Pedido escrito 1 - Conte as linhas da listagem em que aparece a palavra "house" e dê apenas o número.

Ele faz uso de uma metáfora elucidativa:
A Sagrada Escritura
não é dogmática. Ela contém todo o conhecimento de Deus de que precisamos, mas
não na forma de formulações dogmáticas. A verdade foi depositada na Escritura
como fruto da revelação e da inspiração, em uma linguagem que é a expressão
imediata da vida e, portanto, sempre se mantém viçosa e original. Mas ela ainda
não tinha se tornado objeto de reflexão e ainda não tinha atingido a
consciência pensante do crente. Aqui e ali, por exemplo, na carta aos Romanos,
pode haver um começo de desenvolvimento dogmático, mas não mais que um começo.
O período da revelação tinha de ser encerrado antes que a reprodução dogmática
pudesse começar. A Escritura é uma mina
de ouro: é a igreja que extrai o ouro, põe sua estampa sobre ele e o converte
em dinheiro circulante.

A listagem -
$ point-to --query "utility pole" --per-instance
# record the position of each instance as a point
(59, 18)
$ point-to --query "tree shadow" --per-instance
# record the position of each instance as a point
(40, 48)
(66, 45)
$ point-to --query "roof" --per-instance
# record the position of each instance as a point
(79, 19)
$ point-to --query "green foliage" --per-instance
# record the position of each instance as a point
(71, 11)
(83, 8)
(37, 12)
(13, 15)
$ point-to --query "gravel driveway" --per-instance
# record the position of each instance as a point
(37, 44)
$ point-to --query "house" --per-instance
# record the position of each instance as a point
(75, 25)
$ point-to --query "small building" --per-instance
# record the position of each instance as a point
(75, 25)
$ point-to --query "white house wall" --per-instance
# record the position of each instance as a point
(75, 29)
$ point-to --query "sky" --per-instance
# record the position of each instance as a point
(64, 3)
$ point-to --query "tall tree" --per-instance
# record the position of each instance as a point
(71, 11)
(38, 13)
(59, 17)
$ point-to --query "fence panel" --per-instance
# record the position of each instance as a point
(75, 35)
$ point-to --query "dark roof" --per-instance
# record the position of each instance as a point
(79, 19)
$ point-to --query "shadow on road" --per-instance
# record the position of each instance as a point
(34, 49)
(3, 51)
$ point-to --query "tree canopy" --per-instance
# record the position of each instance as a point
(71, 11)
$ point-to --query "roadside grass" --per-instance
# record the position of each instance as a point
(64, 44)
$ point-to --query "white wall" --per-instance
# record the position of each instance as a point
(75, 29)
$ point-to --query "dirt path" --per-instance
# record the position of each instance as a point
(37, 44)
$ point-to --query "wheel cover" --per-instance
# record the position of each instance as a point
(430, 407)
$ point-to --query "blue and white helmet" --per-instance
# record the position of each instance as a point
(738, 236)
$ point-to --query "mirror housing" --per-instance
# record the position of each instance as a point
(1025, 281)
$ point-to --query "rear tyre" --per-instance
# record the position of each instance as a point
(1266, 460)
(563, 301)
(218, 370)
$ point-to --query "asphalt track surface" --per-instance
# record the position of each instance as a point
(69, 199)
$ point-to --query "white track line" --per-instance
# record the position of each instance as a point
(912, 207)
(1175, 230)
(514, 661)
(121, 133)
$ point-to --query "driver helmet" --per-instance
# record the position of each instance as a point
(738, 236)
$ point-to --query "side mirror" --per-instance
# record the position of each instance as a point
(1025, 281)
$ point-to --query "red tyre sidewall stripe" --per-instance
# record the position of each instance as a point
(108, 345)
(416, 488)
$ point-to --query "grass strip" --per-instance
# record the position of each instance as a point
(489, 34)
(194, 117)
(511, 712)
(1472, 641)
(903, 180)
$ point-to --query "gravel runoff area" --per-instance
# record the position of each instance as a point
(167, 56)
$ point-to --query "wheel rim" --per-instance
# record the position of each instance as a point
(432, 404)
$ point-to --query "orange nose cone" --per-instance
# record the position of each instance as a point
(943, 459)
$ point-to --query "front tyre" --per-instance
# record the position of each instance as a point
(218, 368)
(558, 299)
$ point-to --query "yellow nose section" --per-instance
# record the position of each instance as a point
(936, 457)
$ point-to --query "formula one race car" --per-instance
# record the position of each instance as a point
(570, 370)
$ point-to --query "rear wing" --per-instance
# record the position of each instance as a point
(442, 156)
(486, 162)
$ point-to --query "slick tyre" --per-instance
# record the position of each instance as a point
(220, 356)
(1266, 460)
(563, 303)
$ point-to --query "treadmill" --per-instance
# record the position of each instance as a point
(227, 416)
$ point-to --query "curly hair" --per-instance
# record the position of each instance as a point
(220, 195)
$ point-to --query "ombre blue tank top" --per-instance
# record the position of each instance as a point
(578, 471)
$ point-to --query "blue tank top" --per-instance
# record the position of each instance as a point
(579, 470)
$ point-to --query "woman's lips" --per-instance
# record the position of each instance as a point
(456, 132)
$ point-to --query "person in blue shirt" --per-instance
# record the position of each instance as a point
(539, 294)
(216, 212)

Pedido escrito 2 -
Responda com base no texto sobre a Sagrada Escritura:
(a) Em que carta pode haver um começo de desenvolvimento dogmático?
(b) O que tinha de ser encerrado antes que a reprodução dogmática pudesse começar?
(c) A que a Escritura é comparada no fim do texto?

Solução escrita 1 - 2

Solução escrita 2 -
(a) Na carta aos Romanos.
(b) O período da revelação.
(c) A uma mina de ouro.